Set down every record once more, exactly as given.

>> Begin Dataset entries

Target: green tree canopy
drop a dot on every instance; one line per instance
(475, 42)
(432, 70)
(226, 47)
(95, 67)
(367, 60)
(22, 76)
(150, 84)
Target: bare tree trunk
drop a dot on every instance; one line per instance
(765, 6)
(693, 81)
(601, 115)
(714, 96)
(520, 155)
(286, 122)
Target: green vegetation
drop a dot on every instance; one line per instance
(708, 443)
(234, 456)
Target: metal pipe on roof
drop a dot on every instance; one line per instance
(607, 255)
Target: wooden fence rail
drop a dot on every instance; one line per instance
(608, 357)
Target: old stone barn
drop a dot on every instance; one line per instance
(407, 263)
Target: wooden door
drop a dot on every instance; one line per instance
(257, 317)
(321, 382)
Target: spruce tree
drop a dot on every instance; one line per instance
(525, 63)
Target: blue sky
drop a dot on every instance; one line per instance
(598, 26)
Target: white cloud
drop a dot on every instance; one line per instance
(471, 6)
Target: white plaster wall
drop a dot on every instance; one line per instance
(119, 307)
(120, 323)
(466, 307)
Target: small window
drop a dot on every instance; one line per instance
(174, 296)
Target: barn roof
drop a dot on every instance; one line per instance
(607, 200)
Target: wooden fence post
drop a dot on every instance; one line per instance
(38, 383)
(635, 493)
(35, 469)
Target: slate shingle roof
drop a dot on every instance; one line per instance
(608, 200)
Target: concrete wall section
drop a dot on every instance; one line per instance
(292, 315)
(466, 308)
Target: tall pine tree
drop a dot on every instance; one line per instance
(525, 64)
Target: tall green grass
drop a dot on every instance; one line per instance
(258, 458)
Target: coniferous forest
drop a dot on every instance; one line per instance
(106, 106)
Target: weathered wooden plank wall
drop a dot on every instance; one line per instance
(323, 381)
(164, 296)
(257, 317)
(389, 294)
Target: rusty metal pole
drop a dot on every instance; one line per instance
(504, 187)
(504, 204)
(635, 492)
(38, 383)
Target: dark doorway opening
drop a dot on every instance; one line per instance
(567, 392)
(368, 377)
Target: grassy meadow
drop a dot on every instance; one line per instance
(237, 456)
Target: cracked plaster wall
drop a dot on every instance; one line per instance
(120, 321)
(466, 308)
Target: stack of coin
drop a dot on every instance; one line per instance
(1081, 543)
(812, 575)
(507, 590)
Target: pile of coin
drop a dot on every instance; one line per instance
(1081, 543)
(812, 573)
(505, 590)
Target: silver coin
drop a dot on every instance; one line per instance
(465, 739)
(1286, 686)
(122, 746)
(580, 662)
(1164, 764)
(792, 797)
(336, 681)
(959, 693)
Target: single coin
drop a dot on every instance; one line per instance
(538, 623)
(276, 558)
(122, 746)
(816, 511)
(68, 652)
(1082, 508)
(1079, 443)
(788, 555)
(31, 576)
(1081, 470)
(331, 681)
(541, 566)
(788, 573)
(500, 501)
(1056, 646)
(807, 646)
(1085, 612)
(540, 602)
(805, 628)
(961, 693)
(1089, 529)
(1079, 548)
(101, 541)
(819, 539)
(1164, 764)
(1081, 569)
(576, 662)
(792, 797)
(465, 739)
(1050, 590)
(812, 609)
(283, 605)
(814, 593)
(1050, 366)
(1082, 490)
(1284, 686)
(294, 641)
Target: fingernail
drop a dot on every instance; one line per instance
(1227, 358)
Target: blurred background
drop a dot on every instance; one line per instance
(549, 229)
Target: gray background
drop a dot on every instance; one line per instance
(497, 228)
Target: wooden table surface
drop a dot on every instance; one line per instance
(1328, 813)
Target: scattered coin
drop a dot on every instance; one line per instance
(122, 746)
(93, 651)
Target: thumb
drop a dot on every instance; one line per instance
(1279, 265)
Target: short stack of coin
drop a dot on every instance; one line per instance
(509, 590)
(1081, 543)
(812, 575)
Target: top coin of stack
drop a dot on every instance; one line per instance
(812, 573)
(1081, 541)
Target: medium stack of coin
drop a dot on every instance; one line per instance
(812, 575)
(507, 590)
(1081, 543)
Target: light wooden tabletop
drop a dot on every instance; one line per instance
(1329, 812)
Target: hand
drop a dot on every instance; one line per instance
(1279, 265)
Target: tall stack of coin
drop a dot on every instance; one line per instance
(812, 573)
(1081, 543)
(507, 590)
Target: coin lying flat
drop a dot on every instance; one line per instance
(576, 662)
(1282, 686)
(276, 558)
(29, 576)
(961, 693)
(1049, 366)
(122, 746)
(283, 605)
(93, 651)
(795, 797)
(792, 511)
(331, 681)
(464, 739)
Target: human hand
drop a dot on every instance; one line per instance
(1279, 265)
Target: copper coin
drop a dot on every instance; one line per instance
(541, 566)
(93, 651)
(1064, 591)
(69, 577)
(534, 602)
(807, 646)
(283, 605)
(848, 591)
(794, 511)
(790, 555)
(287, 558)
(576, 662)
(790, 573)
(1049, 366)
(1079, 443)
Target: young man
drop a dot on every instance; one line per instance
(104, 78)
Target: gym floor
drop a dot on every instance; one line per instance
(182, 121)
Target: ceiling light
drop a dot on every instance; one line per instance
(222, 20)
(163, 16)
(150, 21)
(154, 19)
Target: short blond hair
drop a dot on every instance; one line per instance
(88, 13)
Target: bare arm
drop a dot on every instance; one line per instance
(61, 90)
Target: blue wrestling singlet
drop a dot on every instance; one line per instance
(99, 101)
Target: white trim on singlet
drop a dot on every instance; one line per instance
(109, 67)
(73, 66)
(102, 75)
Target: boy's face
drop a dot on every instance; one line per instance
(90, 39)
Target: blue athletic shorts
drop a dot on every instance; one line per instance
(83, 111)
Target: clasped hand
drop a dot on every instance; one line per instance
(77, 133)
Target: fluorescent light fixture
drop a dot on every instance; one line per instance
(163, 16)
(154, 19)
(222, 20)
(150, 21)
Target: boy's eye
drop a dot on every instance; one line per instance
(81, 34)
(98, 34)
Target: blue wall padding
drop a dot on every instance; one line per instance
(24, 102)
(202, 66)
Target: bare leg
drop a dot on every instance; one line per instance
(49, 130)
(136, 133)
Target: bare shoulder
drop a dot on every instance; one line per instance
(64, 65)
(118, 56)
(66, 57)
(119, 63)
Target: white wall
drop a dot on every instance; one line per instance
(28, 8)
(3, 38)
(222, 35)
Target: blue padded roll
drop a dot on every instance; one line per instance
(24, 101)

>> End Dataset entries

▸ Solution for this exercise:
Target: green tree canopy
drop a dot on every instance; one line per instance
(475, 42)
(432, 70)
(226, 47)
(95, 67)
(367, 60)
(22, 76)
(150, 84)
Target: bare tree trunk
drop a dot on every instance; one line per instance
(765, 6)
(693, 81)
(601, 115)
(714, 96)
(520, 155)
(286, 122)
Target: green vegetation
drop a dot on every instance; one line per instance
(708, 443)
(234, 456)
Target: metal pipe on roof
drop a dot on every instance; one line per instance
(607, 255)
Target: wooden fence rail
drop a dot on every instance; one line per instance
(608, 357)
Target: old stone barn
drop a dot on every instance; one line per instance
(407, 263)
Target: wooden door
drop a dot on every instance; one line per instance
(257, 317)
(321, 382)
Target: spruce tree
drop a dot on every instance; one line per instance
(525, 63)
Target: blue sky
drop a dot on every instance; one line per instance
(598, 26)
Target: white cloud
drop a dot on every instance; one line per instance
(471, 6)
Target: white plaster wall
drop a dot on every instance; one line per instance
(119, 307)
(120, 323)
(466, 307)
Target: small window
drop a dot on every instance; one line per instance
(174, 296)
Target: barn roof
drop a dot on every instance; one line per instance
(607, 200)
Target: wooden fence post
drop a dot on every instance; one line per instance
(38, 383)
(635, 493)
(35, 469)
Target: slate shingle roof
drop a dot on every instance; one line per instance
(608, 200)
Target: concrete wall section
drop a dot on every instance; one line per instance
(292, 315)
(466, 308)
Target: tall pine tree
drop a dot on every instance; one line per instance
(525, 64)
Target: tall green grass
drop a dot on every instance; one line per instance
(258, 458)
Target: coniferous forest
drop a dot on every instance; one line per instance
(106, 106)
Target: weathered wooden plank wall
drop a dot on every instance; one line per instance
(323, 381)
(164, 296)
(257, 317)
(389, 294)
Target: rusty metal pole
drop a dot on every instance; one line per instance
(504, 187)
(504, 204)
(635, 492)
(38, 383)
Target: dark doorway opening
drop a dot on every instance; one line per instance
(567, 392)
(368, 377)
Target: grassy meadow
drop a dot on every instance; one line per instance
(237, 456)
Target: cracked plaster wall
drop a dot on every instance; one line per instance
(120, 321)
(466, 308)
Target: stack of coin
drop a dot on every instance; one line per instance
(1081, 543)
(812, 575)
(507, 590)
Target: pile of coin
drop a dot on every instance; one line per instance
(1081, 543)
(812, 573)
(505, 590)
Target: silver coin
drop a dot on every instance; one line per instance
(465, 739)
(1286, 686)
(122, 746)
(580, 662)
(1164, 764)
(792, 797)
(336, 681)
(959, 693)
Target: single coin
drop a dot on every instance; one line per instance
(538, 623)
(276, 558)
(122, 746)
(816, 511)
(68, 652)
(1082, 508)
(1079, 443)
(788, 555)
(31, 576)
(1081, 470)
(331, 681)
(541, 566)
(788, 573)
(500, 501)
(1056, 646)
(807, 646)
(1085, 612)
(540, 602)
(805, 628)
(961, 693)
(1089, 529)
(1079, 548)
(101, 541)
(819, 539)
(1164, 764)
(1081, 569)
(576, 662)
(792, 797)
(465, 739)
(1050, 590)
(812, 609)
(283, 605)
(814, 593)
(1050, 366)
(1082, 490)
(1284, 686)
(294, 641)
Target: fingernail
drop a dot on every instance; one line per instance
(1227, 358)
Target: blurred background
drop a dot on every instance; one line per instance
(549, 229)
Target: gray background
drop a dot on every instance; one line per instance
(497, 228)
Target: wooden table surface
drop a dot on every instance; one line per instance
(1328, 813)
Target: scattered coin
drop a dot on every instance; one line per instance
(122, 746)
(93, 651)
Target: thumb
drop a dot on every instance; one line per instance
(1279, 265)
Target: short stack of coin
drop a dot on every instance; one line per instance
(509, 590)
(1081, 543)
(812, 575)
Target: top coin of stack
drop a dot on every instance; one line per instance
(812, 573)
(1081, 541)
Target: medium stack of coin
drop a dot on every instance; one line per instance
(812, 575)
(507, 590)
(1081, 543)
Target: light wooden tabletop
drop a dot on every instance; one line per instance
(1329, 812)
Target: hand
drop a dot on every instance; one line per instance
(1279, 265)
Target: tall stack of coin
drop a dot on every instance; one line per instance
(812, 573)
(1081, 543)
(507, 590)
Target: coin lying flat
drop a dot on every instance; one line per instance
(576, 662)
(1282, 686)
(276, 558)
(29, 576)
(961, 693)
(1049, 366)
(122, 746)
(283, 605)
(93, 651)
(795, 797)
(792, 511)
(331, 681)
(464, 739)
Target: human hand
drop a dot on every instance; one line per instance
(1279, 265)
Target: copper coin
drop a dot on every instance; one line per instance
(541, 566)
(93, 651)
(1064, 591)
(69, 577)
(534, 602)
(807, 646)
(283, 605)
(848, 591)
(794, 511)
(790, 555)
(287, 558)
(576, 662)
(790, 573)
(1049, 366)
(1079, 443)
Target: young man
drop a dot on every instance; one line per instance
(104, 78)
Target: gym floor
drop a dot on every instance; one line per instance
(182, 121)
Target: ceiling light
drop a dot on every instance; one line per instance
(222, 20)
(163, 16)
(150, 21)
(154, 19)
Target: short blond hair
drop a dot on every instance; one line per instance
(88, 13)
Target: bare arm
drop a dot on every instance; one line per instance
(61, 90)
Target: blue wrestling singlet
drop a dot on every instance; one line per instance
(99, 101)
Target: white trim on singlet
drop a dot on every instance; one line per instance
(109, 67)
(73, 66)
(102, 75)
Target: boy's face
drop a dot on every instance; one line per instance
(90, 39)
Target: blue athletic shorts
drop a dot on every instance; one line per instance
(83, 111)
Target: clasped hand
drop a dot on every instance; one line per instance
(77, 133)
Target: fluorescent light fixture
drop a dot on every instance; one line per instance
(163, 16)
(154, 19)
(222, 20)
(150, 21)
Target: boy's eye
drop a dot on every instance; one line per instance
(81, 34)
(98, 34)
Target: blue wall padding
drop a dot on every instance; one line per instance
(24, 102)
(202, 66)
Target: bare leg
drop a dot on every instance; one line per instance
(49, 130)
(136, 133)
Target: bare shoulder
drop a dot on every instance; one line per instance
(64, 65)
(118, 56)
(66, 57)
(119, 63)
Target: white wall
drop a dot on every instance; one line per instance
(28, 8)
(3, 38)
(222, 35)
Target: blue padded roll
drop a dot on every instance; one line per instance
(24, 101)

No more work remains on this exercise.